── Supplied entries

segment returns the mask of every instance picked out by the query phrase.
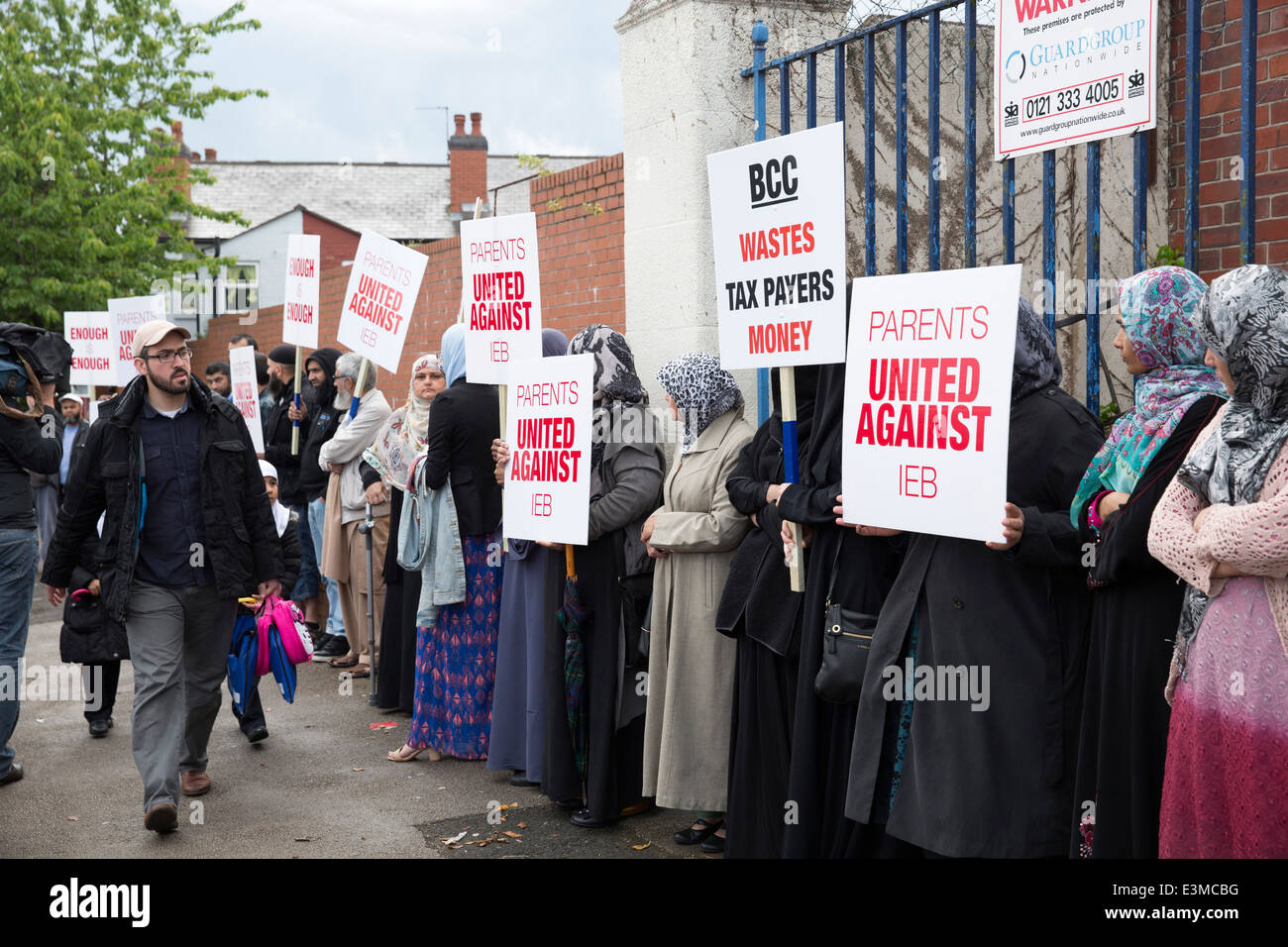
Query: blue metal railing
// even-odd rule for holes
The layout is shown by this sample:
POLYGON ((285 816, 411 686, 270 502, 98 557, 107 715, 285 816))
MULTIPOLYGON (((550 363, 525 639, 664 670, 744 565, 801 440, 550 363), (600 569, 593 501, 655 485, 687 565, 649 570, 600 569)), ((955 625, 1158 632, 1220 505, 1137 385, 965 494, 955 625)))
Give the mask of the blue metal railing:
MULTIPOLYGON (((1186 41, 1185 41, 1185 216, 1184 216, 1184 255, 1185 265, 1197 269, 1198 265, 1198 200, 1199 200, 1199 73, 1202 70, 1202 0, 1186 3, 1186 41)), ((954 8, 962 8, 962 30, 965 40, 963 70, 963 155, 965 178, 961 193, 963 213, 962 259, 966 267, 976 265, 978 236, 978 167, 976 167, 976 14, 978 0, 940 0, 896 17, 863 26, 826 43, 809 46, 796 53, 765 61, 765 45, 769 41, 769 28, 762 21, 752 27, 752 66, 743 70, 743 77, 755 82, 756 140, 766 137, 765 85, 770 70, 779 77, 781 134, 791 130, 791 67, 805 64, 805 113, 808 128, 814 128, 818 120, 818 57, 833 54, 833 89, 836 121, 845 121, 845 75, 846 48, 855 44, 863 55, 863 269, 867 276, 876 276, 876 37, 893 32, 895 40, 895 267, 898 272, 908 269, 908 24, 925 21, 927 27, 927 90, 926 90, 926 134, 929 170, 926 180, 927 206, 927 256, 931 269, 939 269, 942 258, 940 216, 943 195, 940 183, 940 15, 954 8), (862 41, 862 45, 859 45, 862 41)), ((1242 110, 1240 110, 1240 151, 1243 179, 1239 195, 1239 244, 1240 260, 1253 262, 1256 251, 1256 57, 1257 57, 1257 0, 1242 0, 1243 17, 1243 64, 1242 64, 1242 110)), ((1148 238, 1148 186, 1150 151, 1148 133, 1132 135, 1132 267, 1140 272, 1149 265, 1146 253, 1148 238)), ((1084 312, 1056 320, 1056 160, 1055 152, 1042 155, 1042 274, 1045 277, 1043 314, 1048 331, 1052 334, 1063 326, 1086 323, 1086 390, 1087 406, 1096 410, 1100 405, 1100 372, 1106 371, 1105 359, 1100 352, 1100 161, 1099 142, 1086 146, 1087 149, 1087 201, 1086 201, 1086 308, 1084 312)), ((1002 260, 1015 262, 1015 160, 1002 162, 1002 260)), ((769 372, 759 372, 760 417, 769 416, 769 372)))

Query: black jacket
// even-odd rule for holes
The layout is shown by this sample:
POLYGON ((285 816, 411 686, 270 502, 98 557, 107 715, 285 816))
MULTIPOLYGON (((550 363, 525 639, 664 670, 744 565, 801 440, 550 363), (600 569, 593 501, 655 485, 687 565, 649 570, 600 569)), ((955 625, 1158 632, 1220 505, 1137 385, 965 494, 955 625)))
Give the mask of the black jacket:
MULTIPOLYGON (((304 359, 305 365, 317 362, 326 372, 326 383, 321 388, 304 385, 301 394, 308 402, 309 430, 308 438, 303 434, 304 425, 300 425, 300 464, 296 490, 300 502, 310 502, 319 496, 326 496, 326 484, 330 473, 318 466, 318 454, 322 445, 331 439, 340 426, 340 412, 335 410, 335 361, 340 357, 336 349, 318 349, 304 359)), ((281 486, 281 482, 278 482, 281 486)), ((285 502, 285 500, 283 500, 285 502)))
MULTIPOLYGON (((58 510, 41 581, 66 588, 71 582, 77 553, 91 541, 98 517, 107 521, 94 562, 108 612, 125 621, 130 581, 138 557, 139 455, 138 420, 147 394, 147 379, 135 378, 115 398, 103 402, 98 421, 90 428, 85 451, 71 473, 58 510)), ((273 514, 264 493, 264 481, 255 459, 250 430, 237 408, 211 394, 197 379, 189 392, 192 407, 202 416, 201 514, 205 519, 207 559, 214 569, 220 598, 255 591, 261 581, 282 575, 282 562, 273 527, 273 514)))
POLYGON ((35 530, 31 473, 58 475, 63 461, 63 419, 52 407, 43 417, 0 415, 0 530, 35 530))
POLYGON ((501 403, 496 388, 465 379, 434 398, 425 442, 425 484, 438 490, 452 479, 452 500, 461 536, 483 536, 501 522, 492 441, 500 437, 501 403))
MULTIPOLYGON (((334 389, 332 389, 334 390, 334 389)), ((310 414, 300 421, 300 454, 291 454, 291 432, 295 429, 290 417, 291 405, 295 403, 295 384, 287 384, 282 390, 282 397, 264 417, 264 460, 277 468, 277 501, 286 508, 299 506, 304 502, 300 492, 300 460, 304 446, 308 442, 310 414)), ((313 465, 317 466, 314 457, 313 465)))

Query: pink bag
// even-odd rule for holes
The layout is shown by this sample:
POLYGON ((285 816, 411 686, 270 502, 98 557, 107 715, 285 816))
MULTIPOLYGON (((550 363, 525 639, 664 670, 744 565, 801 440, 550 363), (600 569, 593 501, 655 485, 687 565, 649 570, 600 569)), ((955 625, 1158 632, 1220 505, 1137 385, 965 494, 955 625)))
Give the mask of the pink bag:
POLYGON ((255 612, 255 629, 259 631, 259 653, 255 674, 265 676, 269 673, 269 634, 276 630, 282 642, 286 660, 301 665, 313 658, 313 636, 304 625, 299 607, 277 595, 269 595, 255 612))

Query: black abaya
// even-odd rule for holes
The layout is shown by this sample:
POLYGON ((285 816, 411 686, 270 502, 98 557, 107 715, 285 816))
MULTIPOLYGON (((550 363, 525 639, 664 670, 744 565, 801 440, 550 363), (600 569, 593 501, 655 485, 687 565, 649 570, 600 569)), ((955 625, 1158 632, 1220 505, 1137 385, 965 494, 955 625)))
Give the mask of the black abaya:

────

Set down the lines exactly, starting at the first line and ending at the line that contains "MULTIPOLYGON (((1186 41, 1185", with both included. Leave the pictures out.

segment returns the mask of every instance picked out by the query phrase.
Query: blue metal railing
// even-odd rule for holes
The layout is shown by this sample:
POLYGON ((285 816, 411 686, 270 502, 98 557, 107 715, 285 816))
MULTIPOLYGON (((550 363, 525 639, 664 670, 744 565, 801 440, 550 363), (600 569, 593 501, 655 485, 687 565, 649 570, 600 569)), ((955 625, 1158 632, 1220 505, 1137 385, 965 494, 955 625)))
Give the mask of the blue metal railing:
MULTIPOLYGON (((1186 41, 1185 41, 1185 216, 1184 216, 1184 255, 1185 265, 1197 269, 1198 265, 1198 200, 1199 200, 1199 73, 1202 70, 1202 0, 1186 3, 1186 41)), ((954 8, 962 8, 962 30, 965 40, 963 70, 963 155, 965 178, 961 193, 963 213, 962 259, 966 267, 976 265, 978 236, 978 167, 976 167, 976 14, 978 0, 940 0, 896 17, 863 26, 826 43, 809 46, 796 53, 765 61, 765 45, 769 41, 769 28, 762 21, 752 27, 752 66, 743 70, 743 77, 755 82, 756 140, 766 137, 765 85, 770 70, 779 77, 781 134, 791 130, 791 67, 805 64, 805 113, 808 128, 814 128, 818 120, 818 57, 833 54, 833 89, 836 121, 845 121, 845 75, 846 48, 855 44, 863 55, 863 269, 867 276, 876 276, 876 37, 893 32, 895 40, 895 267, 898 272, 908 269, 908 24, 925 21, 927 27, 927 90, 926 90, 926 134, 929 170, 926 180, 927 206, 927 256, 931 269, 939 269, 942 258, 940 216, 943 195, 940 183, 940 15, 954 8), (862 41, 862 45, 859 45, 862 41)), ((1242 110, 1240 110, 1240 151, 1243 179, 1239 195, 1239 244, 1240 260, 1253 262, 1256 251, 1256 57, 1257 57, 1257 0, 1242 0, 1243 17, 1243 64, 1242 64, 1242 110)), ((1148 238, 1148 186, 1150 151, 1148 133, 1132 135, 1132 267, 1140 272, 1149 265, 1146 253, 1148 238)), ((1084 312, 1056 320, 1056 160, 1055 152, 1042 155, 1042 274, 1045 277, 1043 314, 1048 331, 1052 334, 1063 326, 1086 323, 1086 390, 1087 406, 1096 410, 1100 405, 1100 372, 1106 371, 1105 359, 1100 352, 1100 161, 1099 142, 1086 146, 1087 149, 1087 201, 1086 201, 1086 308, 1084 312)), ((1002 260, 1015 262, 1015 160, 1002 162, 1002 260)), ((769 372, 759 372, 760 417, 769 416, 769 372)))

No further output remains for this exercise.